● **Yönerge**: Aşağıda yer alan, gecekonduya kamulaştırmasız el atma nedeniyle açılan tazminat davasına ilişkin karar metnini kaldığı yerden sürdürün.

● **Gösterilen Metin**:
-*-*-

II-ESASIN İNCELENMESİ: Raportör-Hâkim Taşkın ÇELİK’in, davanın çözümünde idari yargının görevli olduğu yolundaki raporu ile dosyadaki belgeler okunduktan; ilgili Başsavcılarca görevlendirilen Yargıtay Cumhuriyet Savcısı Halil İbrahim ÇİFTÇİ ile Danıştay Savcısı Yakup BAL’ın davada idari yargının görevli olduğu yolundaki sözlü açıklamaları da dinlendikten sonra GEREĞİ GÖRÜŞÜLÜP DÜŞÜNÜLDÜ:

Dava, Ankara İli, Mamak İlçesi, Gülseren-Anayurt Mahallesi, 37617 ada, 1 parsel sayılı taşınmaz üzerinde davacıya ait bulunan gecekondu ve müştemilatına kamulaştırmasız el atıldığından bahisle, uğranılan zararın tazmini istemiyle açılmıştır.

03.07.2005 tarih ve 5393 sayılı Belediye Kanunu'nun “Kentsel dönüşüm ve gelişim alanı” başlıklı 73.  maddesinde; “Belediye, belediye meclisi kararıyla; konut alanları, sanayi alanları, ticaret alanları, teknoloji parkları, kamu hizmeti alanları, rekreasyon alanları ve her türlü sosyal donatı alanları oluşturmak, eskiyen kent kısımlarını yeniden inşa ve restore etmek, kentin tarihi ve kültürel dokusunu korumak veya deprem riskine karşı tedbirler almak amacıyla kentsel dönüşüm ve gelişim projeleri uygulayabilir. Bir alanın kentsel dönüşüm ve gelişim alanı olarak ilan edilebilmesi için yukarıda sayılan hususlardan birinin veya bir kaçının gerçekleşmesi ve bu alanın belediye veya mücavir alan sınırları içerisinde bulunması şarttır. Ancak, kamunun mülkiyetinde veya kullanımında olan yerlerde kentsel dönüşüm ve gelişim proje alanı ilan edilebilmesi ve uygulama yapılabilmesi için ilgili belediyenin talebi ve Cumhurbaşkanınca bu yönde karar alınması şarttır.

-*-*-

● **Verilen Malzeme**:
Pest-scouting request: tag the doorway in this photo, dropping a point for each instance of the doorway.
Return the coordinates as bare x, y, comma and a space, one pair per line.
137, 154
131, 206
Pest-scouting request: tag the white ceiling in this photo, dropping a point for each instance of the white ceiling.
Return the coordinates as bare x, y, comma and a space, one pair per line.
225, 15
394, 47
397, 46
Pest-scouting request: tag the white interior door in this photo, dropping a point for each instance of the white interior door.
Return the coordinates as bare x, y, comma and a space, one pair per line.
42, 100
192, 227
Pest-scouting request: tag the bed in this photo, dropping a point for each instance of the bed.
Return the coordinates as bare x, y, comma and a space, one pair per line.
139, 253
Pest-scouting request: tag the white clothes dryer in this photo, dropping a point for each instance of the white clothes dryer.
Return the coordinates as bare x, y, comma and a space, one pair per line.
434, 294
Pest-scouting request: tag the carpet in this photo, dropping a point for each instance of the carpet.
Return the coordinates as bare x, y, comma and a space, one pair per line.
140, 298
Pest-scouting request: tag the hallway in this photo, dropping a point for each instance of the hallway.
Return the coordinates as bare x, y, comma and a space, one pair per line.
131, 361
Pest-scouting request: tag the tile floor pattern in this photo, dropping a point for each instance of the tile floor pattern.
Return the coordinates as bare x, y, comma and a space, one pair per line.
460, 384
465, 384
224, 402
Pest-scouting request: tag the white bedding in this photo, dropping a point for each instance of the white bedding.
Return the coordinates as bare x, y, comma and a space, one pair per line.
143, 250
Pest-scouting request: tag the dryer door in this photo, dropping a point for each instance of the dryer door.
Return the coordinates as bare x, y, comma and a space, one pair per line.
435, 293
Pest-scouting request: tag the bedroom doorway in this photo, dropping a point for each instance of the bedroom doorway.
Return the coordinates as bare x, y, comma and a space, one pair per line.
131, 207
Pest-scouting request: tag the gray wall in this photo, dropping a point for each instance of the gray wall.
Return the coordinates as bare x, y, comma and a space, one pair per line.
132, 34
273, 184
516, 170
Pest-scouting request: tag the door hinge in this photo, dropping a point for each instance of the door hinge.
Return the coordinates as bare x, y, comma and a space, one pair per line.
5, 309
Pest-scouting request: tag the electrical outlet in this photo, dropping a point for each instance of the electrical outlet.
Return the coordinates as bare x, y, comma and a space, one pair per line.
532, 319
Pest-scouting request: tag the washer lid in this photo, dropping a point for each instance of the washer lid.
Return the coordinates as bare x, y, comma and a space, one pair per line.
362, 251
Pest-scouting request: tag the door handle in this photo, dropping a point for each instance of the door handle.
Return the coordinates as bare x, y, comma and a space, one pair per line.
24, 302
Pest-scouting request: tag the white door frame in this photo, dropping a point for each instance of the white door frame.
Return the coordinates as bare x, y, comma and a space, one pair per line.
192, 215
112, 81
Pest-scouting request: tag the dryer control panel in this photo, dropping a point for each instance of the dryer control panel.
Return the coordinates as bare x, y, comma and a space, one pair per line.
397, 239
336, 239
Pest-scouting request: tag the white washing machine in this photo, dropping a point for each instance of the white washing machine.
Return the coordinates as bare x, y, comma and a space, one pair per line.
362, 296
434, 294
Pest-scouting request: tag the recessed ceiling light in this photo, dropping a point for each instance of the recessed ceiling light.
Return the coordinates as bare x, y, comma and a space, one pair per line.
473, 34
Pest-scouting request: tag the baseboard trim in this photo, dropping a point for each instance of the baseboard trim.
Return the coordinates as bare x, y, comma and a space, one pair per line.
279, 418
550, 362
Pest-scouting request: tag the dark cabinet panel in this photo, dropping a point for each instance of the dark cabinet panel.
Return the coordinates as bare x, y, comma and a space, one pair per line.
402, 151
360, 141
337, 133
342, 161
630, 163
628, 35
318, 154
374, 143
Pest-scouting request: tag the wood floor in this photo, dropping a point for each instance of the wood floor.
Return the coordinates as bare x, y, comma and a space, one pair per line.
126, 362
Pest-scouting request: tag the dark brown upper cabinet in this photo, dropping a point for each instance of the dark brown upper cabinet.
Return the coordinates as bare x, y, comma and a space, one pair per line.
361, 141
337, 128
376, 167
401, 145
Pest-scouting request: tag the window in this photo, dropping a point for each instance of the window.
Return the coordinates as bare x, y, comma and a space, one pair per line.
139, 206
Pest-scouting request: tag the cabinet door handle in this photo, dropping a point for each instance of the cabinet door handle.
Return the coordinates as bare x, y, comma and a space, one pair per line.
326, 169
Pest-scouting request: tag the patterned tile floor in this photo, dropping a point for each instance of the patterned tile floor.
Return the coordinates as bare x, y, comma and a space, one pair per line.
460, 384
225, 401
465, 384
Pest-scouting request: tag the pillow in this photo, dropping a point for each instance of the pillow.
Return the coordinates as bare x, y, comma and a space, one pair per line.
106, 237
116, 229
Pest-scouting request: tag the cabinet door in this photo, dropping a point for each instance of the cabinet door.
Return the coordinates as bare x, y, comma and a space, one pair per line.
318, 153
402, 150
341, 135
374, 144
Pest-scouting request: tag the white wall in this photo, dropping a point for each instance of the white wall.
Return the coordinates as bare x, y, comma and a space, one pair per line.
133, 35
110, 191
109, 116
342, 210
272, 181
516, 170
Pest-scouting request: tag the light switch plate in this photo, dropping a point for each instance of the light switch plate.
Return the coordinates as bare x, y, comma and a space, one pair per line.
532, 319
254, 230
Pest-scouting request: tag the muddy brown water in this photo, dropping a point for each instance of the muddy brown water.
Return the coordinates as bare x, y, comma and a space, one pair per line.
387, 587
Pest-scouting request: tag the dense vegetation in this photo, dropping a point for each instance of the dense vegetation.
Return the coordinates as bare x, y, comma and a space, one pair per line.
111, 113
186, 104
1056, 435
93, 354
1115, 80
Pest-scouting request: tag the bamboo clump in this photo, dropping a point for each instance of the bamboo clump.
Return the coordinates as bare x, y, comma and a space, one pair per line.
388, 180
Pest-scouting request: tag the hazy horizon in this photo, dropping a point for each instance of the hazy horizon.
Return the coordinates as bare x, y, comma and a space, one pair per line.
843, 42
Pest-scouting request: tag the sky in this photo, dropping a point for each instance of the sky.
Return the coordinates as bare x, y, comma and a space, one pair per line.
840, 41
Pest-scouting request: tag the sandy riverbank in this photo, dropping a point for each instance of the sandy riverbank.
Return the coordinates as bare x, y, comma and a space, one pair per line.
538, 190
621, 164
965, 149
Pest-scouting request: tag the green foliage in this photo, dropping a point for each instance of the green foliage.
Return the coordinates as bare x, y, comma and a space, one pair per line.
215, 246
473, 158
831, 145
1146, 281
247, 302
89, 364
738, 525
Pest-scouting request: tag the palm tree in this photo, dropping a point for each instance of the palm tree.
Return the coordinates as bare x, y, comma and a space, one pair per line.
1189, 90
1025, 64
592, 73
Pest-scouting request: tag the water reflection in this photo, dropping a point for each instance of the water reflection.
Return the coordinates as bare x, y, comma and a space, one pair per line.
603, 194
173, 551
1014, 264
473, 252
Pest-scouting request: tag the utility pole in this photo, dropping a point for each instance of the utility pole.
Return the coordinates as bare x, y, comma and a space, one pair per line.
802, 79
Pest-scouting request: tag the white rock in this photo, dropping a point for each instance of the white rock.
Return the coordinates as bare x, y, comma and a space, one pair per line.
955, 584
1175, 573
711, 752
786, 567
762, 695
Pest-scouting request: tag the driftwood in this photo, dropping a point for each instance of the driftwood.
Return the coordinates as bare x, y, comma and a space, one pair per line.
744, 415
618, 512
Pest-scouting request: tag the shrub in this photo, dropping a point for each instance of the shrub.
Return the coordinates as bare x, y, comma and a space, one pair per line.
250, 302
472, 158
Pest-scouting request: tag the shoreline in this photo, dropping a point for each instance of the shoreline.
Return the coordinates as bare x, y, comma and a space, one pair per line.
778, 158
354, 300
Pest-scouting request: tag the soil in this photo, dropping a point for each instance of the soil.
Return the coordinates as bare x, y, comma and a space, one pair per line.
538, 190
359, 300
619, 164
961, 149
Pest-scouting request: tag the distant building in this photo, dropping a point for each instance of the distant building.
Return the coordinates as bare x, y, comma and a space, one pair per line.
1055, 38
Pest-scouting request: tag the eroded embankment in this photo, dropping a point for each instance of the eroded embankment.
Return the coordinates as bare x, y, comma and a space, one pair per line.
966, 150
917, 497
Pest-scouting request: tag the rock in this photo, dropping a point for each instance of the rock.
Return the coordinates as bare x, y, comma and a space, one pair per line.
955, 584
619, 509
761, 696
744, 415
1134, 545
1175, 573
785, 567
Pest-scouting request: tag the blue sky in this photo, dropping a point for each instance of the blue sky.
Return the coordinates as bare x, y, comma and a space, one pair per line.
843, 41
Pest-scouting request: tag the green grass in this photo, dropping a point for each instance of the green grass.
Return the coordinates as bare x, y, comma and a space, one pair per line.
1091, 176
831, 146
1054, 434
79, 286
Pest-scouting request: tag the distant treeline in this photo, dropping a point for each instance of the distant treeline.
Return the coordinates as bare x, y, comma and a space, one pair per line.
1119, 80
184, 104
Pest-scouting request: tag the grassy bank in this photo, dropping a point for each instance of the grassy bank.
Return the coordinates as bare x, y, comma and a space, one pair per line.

-*-*-

● **Alıştırmanın Sonucu**:
Kentsel dönüşüm ve gelişim proje alanı olarak ilan edilecek alanın; üzerinde yapı olan veya olmayan imarlı veya imarsız alanlar olması, yapı yükseklik ve yoğunluğunun belirlenmesi, alanın büyüklüğünün en az 5 en çok 500 hektar arasında olması, etaplar halinde yapılabilmesi hususlarının takdiri münhasıran belediye meclisinin yetkisindedir. Toplamı 5 hektardan az olmamak kaydı ile proje alanı ile ilişkili birden fazla yer tek bir dönüşüm alanı olarak belirlenebilir.

Büyükşehir belediye ve mücavir alan sınırları içinde kentsel dönüşüm ve gelişim projesi alanı ilan etmeye büyükşehir belediyeleri yetkilidir. Büyükşehir belediye meclisince uygun görülmesi halinde ilçe belediyeleri kendi sınırları içinde kentsel dönüşüm ve gelişim projeleri uygulayabilir.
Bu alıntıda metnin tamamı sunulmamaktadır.